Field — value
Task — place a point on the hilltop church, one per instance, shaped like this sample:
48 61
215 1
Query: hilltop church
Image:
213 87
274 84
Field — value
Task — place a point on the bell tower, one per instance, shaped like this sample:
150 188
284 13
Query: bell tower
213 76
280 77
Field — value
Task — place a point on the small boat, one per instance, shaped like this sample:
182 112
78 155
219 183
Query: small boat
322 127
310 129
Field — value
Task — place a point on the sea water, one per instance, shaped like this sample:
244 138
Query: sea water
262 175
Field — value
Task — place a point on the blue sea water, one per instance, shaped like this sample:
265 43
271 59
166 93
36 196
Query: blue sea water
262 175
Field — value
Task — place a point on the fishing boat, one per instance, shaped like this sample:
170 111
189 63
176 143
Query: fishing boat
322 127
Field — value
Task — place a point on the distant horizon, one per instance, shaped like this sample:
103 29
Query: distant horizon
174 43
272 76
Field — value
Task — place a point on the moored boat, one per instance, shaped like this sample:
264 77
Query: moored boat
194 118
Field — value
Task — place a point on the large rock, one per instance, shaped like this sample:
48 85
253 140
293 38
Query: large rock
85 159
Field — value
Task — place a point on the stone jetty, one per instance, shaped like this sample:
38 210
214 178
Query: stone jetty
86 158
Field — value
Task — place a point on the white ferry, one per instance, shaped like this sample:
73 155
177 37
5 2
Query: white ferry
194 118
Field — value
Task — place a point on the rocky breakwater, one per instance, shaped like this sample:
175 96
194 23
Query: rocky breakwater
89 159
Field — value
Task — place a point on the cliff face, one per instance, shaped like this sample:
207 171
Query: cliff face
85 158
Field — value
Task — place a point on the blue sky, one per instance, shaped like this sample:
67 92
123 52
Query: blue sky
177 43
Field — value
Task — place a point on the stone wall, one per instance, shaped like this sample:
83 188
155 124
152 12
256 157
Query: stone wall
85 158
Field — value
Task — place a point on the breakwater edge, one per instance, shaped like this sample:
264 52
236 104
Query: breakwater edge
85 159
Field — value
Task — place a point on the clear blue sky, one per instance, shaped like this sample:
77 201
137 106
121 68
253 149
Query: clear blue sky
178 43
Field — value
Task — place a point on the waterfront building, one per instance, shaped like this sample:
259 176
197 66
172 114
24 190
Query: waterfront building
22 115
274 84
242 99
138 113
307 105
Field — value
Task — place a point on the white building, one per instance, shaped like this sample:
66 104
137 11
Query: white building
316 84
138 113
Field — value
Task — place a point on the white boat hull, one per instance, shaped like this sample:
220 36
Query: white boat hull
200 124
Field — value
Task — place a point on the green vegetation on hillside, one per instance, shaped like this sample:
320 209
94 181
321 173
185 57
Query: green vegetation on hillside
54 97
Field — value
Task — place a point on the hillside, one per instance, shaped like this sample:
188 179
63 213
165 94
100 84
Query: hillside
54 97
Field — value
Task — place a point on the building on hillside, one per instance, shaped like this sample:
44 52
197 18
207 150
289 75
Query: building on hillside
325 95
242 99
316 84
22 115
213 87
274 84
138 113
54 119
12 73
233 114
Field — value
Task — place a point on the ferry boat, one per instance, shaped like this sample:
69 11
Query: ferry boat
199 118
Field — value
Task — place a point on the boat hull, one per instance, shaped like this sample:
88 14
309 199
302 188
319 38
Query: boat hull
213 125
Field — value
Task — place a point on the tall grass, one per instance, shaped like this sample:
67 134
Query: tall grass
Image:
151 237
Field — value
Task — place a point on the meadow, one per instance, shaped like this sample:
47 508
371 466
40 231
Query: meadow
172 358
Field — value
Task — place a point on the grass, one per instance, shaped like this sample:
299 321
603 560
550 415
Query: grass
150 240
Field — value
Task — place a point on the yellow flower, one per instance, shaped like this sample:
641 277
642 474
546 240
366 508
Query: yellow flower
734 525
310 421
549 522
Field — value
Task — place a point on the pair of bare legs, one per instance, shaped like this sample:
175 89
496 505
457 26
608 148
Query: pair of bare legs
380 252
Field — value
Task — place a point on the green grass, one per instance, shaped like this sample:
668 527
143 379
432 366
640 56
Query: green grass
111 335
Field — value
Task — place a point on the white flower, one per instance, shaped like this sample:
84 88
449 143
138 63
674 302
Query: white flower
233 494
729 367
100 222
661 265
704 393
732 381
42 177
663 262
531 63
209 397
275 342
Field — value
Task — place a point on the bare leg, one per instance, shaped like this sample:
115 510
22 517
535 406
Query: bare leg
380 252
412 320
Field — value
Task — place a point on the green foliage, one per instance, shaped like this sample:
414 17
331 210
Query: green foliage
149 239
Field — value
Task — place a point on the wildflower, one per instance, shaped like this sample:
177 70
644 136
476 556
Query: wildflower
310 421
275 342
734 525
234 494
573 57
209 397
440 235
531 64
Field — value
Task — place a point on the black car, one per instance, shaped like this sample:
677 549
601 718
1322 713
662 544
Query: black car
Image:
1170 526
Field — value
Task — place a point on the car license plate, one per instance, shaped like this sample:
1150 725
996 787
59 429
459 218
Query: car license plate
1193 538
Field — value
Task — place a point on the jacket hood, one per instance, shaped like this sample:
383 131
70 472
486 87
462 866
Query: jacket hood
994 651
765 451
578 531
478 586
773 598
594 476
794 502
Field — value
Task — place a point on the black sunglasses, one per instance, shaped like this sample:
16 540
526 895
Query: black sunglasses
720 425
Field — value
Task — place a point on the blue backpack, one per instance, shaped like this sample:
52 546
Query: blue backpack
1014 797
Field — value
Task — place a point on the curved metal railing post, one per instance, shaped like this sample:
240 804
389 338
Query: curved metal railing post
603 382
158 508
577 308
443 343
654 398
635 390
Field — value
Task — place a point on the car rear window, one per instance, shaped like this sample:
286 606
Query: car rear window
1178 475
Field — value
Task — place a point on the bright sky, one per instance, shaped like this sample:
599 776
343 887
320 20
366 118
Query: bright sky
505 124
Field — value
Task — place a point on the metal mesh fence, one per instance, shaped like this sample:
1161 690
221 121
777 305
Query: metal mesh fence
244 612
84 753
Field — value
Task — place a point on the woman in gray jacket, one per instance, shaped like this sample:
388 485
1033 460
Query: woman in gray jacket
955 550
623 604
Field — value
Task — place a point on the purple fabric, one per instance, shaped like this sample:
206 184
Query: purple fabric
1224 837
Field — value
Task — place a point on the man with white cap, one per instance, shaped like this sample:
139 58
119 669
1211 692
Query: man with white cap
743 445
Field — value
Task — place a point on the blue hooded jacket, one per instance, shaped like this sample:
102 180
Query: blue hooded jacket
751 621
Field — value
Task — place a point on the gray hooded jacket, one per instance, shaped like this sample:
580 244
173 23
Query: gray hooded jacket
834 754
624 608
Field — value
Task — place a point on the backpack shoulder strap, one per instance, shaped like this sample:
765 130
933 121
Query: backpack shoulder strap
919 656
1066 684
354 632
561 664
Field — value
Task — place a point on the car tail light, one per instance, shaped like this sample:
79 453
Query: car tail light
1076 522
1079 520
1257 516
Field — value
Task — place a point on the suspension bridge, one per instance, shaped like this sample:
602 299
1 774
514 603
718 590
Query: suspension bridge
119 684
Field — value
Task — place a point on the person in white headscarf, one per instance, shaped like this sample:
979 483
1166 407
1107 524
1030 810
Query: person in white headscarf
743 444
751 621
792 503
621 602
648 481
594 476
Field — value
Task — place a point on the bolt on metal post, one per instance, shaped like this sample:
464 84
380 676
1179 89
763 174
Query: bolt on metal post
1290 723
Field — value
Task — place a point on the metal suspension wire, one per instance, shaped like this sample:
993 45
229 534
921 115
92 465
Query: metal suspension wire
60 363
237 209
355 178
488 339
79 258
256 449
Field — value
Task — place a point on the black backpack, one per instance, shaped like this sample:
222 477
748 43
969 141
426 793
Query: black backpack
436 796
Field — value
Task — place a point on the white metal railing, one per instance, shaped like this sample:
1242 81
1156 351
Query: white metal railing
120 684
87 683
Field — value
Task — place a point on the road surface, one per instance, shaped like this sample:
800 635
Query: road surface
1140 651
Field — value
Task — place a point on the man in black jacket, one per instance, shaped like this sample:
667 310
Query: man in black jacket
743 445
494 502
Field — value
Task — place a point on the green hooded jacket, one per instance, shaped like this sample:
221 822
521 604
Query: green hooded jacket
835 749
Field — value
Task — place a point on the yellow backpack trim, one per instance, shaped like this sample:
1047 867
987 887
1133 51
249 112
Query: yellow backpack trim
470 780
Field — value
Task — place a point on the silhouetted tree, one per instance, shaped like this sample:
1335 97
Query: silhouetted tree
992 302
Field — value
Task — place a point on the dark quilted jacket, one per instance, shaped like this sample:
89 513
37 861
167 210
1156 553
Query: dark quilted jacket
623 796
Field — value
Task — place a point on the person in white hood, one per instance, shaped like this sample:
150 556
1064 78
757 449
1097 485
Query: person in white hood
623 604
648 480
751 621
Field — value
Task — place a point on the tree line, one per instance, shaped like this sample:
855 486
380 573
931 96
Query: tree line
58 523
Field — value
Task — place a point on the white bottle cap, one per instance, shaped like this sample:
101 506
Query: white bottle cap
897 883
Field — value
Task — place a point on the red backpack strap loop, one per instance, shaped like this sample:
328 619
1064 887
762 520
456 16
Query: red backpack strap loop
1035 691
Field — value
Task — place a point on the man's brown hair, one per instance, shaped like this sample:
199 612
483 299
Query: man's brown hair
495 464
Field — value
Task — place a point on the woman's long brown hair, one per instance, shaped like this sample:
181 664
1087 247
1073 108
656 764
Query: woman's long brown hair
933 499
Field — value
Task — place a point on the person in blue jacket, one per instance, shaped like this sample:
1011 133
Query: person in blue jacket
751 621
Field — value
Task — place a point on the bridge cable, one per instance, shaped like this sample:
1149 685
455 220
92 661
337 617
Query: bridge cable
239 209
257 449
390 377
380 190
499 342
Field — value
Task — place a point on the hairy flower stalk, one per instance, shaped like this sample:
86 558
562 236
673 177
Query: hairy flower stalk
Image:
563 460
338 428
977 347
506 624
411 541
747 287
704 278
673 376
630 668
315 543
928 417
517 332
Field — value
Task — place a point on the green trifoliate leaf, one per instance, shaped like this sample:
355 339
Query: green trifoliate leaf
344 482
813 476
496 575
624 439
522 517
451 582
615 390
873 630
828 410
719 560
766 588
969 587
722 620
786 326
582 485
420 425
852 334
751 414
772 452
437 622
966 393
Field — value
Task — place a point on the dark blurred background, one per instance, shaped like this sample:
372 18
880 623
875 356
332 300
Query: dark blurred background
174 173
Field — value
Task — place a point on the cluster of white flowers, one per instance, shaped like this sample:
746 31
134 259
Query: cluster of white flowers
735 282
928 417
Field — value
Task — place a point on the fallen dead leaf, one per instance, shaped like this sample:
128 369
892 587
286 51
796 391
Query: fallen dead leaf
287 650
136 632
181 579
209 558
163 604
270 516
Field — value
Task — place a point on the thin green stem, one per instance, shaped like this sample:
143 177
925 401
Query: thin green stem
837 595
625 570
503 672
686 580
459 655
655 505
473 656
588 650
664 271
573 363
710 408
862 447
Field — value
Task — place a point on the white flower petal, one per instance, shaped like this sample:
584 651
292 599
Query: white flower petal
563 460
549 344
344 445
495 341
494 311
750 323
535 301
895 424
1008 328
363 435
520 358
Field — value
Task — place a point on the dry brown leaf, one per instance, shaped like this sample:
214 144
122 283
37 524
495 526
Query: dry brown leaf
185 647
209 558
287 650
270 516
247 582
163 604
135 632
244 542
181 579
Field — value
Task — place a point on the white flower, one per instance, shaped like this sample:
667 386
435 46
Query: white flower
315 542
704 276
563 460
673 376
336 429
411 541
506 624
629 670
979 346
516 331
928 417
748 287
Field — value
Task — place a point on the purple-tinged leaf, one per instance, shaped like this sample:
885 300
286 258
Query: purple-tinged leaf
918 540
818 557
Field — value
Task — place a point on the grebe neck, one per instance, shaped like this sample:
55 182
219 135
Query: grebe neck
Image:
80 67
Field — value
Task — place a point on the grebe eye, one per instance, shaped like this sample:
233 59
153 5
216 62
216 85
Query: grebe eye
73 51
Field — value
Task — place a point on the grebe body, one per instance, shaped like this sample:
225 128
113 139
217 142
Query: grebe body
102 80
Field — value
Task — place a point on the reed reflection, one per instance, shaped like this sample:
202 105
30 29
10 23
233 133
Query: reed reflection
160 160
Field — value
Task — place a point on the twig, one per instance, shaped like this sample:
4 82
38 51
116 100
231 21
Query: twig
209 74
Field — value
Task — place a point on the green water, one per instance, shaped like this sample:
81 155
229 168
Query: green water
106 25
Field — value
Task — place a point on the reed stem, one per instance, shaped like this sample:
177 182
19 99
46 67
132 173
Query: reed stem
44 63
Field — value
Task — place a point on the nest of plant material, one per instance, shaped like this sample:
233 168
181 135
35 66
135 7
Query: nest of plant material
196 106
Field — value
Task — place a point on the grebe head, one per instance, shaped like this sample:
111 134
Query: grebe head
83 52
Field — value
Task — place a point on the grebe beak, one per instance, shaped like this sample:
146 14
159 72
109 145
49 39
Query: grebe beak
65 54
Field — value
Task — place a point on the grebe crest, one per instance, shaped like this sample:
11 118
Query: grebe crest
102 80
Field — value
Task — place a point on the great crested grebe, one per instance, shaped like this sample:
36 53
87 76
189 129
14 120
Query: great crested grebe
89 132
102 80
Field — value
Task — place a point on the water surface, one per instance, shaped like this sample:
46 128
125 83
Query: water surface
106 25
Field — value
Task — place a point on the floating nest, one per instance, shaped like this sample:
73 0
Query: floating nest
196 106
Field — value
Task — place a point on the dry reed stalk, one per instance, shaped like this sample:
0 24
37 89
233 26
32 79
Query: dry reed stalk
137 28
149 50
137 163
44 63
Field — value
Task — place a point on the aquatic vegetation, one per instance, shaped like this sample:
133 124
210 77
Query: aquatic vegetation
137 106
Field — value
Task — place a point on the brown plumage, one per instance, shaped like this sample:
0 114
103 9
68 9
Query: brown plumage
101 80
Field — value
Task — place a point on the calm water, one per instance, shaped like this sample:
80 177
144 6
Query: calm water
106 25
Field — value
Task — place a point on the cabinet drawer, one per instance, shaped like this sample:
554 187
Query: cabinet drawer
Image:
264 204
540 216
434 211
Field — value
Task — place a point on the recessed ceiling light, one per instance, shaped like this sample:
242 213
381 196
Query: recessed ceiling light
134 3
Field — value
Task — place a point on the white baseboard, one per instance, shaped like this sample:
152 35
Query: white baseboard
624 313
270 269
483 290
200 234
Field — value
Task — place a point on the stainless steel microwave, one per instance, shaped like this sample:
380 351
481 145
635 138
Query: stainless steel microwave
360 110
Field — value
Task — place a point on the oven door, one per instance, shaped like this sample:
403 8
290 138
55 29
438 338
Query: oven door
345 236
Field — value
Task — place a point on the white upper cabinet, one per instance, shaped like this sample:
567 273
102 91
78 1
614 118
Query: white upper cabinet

PROBLEM TO SOLVE – After reading the records above, work out how many lines contain "drawer" and give that number only.

COMPLETED TASK – 2